The problem: Reproduce the entries below, requests included, starting at the beginning of the entries and ending at the line that contains "368 150 L 368". Increase every number in the answers, both the viewBox dimensions and the path coordinates, by 133, and leave the requests and their format samples unchanged.

Spatial annotation records:
--------------------------------------------------

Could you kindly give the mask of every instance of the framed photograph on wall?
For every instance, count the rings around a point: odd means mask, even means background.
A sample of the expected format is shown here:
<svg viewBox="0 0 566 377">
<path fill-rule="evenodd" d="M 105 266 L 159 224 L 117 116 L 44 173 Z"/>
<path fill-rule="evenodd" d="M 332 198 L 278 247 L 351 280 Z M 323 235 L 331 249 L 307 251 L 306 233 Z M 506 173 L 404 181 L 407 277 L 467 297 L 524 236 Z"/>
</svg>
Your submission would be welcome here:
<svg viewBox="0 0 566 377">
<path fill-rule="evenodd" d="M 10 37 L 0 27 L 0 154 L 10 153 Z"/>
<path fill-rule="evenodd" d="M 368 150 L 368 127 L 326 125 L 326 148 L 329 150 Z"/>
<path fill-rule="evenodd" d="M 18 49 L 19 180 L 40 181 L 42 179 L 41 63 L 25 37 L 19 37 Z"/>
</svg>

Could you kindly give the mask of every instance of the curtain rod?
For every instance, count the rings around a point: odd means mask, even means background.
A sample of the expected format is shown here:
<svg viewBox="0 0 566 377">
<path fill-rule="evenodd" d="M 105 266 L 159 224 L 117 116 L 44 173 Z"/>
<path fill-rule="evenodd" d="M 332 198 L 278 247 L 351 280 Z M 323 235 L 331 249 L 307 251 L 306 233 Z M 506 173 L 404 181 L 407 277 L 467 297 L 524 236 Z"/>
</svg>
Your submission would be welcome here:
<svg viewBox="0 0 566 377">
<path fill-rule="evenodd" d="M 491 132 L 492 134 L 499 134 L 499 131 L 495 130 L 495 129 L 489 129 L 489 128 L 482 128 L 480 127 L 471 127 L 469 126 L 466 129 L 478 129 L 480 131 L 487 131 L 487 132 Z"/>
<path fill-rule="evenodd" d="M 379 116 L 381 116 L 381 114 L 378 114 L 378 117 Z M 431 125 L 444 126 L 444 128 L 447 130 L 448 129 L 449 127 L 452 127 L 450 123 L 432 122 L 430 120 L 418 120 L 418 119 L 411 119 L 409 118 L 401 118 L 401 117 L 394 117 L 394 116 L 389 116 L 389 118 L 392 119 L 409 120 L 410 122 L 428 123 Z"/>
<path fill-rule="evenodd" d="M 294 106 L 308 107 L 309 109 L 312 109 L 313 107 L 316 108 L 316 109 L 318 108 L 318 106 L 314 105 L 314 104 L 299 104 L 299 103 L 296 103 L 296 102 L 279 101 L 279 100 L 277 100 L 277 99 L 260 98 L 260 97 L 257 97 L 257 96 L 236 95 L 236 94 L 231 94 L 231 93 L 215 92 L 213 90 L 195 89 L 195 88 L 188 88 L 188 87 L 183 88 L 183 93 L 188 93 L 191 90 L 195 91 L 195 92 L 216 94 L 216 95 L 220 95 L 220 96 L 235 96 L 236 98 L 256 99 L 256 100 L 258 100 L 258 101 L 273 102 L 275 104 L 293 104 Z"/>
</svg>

--------------------------------------------------

Problem solution:
Could you kindly give the mask of every instance of the framed photograph on wall?
For every instance, count the rings around a point: odd means mask, even means background.
A sample of the expected format is shown here:
<svg viewBox="0 0 566 377">
<path fill-rule="evenodd" d="M 105 266 L 159 224 L 117 116 L 44 173 Z"/>
<path fill-rule="evenodd" d="M 332 198 L 278 247 L 351 280 Z M 323 235 L 331 249 L 307 251 L 306 233 Z M 506 173 L 404 181 L 407 277 L 467 297 L 524 236 Z"/>
</svg>
Your submission would be welcome here:
<svg viewBox="133 133 699 510">
<path fill-rule="evenodd" d="M 143 170 L 133 160 L 133 287 L 143 286 Z"/>
<path fill-rule="evenodd" d="M 501 283 L 501 260 L 459 258 L 459 281 L 462 283 Z"/>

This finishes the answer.